§ **To be done**: Rewrite the data below, substituting "door" for every "window" and keeping everything else unchanged.

§ **Records provided**:
-.-.-

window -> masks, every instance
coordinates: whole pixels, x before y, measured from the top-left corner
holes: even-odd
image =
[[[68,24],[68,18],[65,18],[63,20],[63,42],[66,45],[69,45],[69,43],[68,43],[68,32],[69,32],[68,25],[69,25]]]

-.-.-

§ **Worked answer**:
door -> masks, every instance
coordinates: whole pixels, x before y, measured from the top-left corner
holes: even-odd
image =
[[[68,24],[68,18],[65,18],[63,20],[63,42],[66,45],[69,45],[69,43],[68,43],[68,32],[69,32],[68,25],[69,25]]]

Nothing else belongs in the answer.